Complete the following →
(1) In the patch discussion, which placement value is AMDGPU_GEM_DOMAIN_GTT mapped to?
(2) Output the stretch of the patch discussion from "Does that make" through "in that case.)", copied word for word.

Text segment →
• • • •

Does that make sense? Should I go "back to the drawing board" with 4/5
and document the aliasing between two different keys? (And respin this
patch too in that case.)
Regards,
Tvrtko
> + const unsigned int domain_to_pl[] = {
> + [ilog2(AMDGPU_GEM_DOMAIN_CPU)] = TTM_PL_SYSTEM,
> + [ilog2(AMDGPU_GEM_DOMAIN_GTT)] = TTM_PL_TT,
> + [ilog2(AMDGPU_GEM_DOMAIN_VRAM)] = TTM_PL_VRAM,
> + [ilog2(AMDGPU_GEM_DOMAIN_GDS)] = AMDGPU_PL_GDS,
> + [ilog2(AMDGPU_GEM_DOMAIN_GWS)] = AMDGPU_PL_GWS,
> + [ilog2(AMDGPU_GEM_DOMAIN_OA)] = AMDGPU_PL_OA,
> + [ilog2(AMDGPU_GEM_DOMAIN_DOORBELL)] = AMDGPU_PL_DOORBELL,
> + };
> + /*
> + * If no backing store use one of the preferred domain for basic
> + * stats. We take the MSB since that should give a reasonable
> + * view.

• • • •

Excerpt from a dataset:
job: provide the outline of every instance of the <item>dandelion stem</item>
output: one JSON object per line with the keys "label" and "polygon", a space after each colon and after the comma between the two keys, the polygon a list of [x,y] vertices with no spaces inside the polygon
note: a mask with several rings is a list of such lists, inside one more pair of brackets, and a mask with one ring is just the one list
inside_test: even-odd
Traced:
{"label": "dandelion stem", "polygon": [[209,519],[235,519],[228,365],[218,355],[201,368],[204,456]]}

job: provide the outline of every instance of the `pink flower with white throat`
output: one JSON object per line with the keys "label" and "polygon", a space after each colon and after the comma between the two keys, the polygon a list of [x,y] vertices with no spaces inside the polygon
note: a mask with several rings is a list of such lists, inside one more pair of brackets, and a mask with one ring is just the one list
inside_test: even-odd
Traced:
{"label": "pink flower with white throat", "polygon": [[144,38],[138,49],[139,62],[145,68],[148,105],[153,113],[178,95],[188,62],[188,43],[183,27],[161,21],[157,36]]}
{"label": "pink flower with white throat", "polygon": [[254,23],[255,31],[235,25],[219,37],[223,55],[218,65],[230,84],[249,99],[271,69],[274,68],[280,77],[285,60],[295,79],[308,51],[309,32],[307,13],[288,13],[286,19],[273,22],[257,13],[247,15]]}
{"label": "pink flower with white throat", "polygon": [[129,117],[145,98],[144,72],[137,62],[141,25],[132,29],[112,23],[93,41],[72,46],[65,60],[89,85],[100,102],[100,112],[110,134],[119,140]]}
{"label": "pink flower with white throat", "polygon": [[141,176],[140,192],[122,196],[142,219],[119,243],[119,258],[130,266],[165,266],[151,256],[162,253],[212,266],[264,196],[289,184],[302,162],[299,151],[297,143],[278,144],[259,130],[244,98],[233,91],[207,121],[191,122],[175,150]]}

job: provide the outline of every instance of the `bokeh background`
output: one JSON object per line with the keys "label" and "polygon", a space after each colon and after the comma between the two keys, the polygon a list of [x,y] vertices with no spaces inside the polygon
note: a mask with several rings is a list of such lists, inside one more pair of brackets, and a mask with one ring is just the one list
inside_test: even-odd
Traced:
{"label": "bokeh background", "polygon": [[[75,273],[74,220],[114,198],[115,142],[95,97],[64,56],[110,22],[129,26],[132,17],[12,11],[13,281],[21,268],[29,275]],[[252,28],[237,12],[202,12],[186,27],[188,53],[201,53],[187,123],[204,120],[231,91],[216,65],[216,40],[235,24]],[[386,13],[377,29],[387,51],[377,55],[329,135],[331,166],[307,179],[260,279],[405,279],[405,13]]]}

• • • •

The responses →
(1) TTM_PL_TT

(2)
Does that make sense? Should I go "back to the drawing board" with 4/5
and document the aliasing between two different keys? (And respin this
patch too in that case.)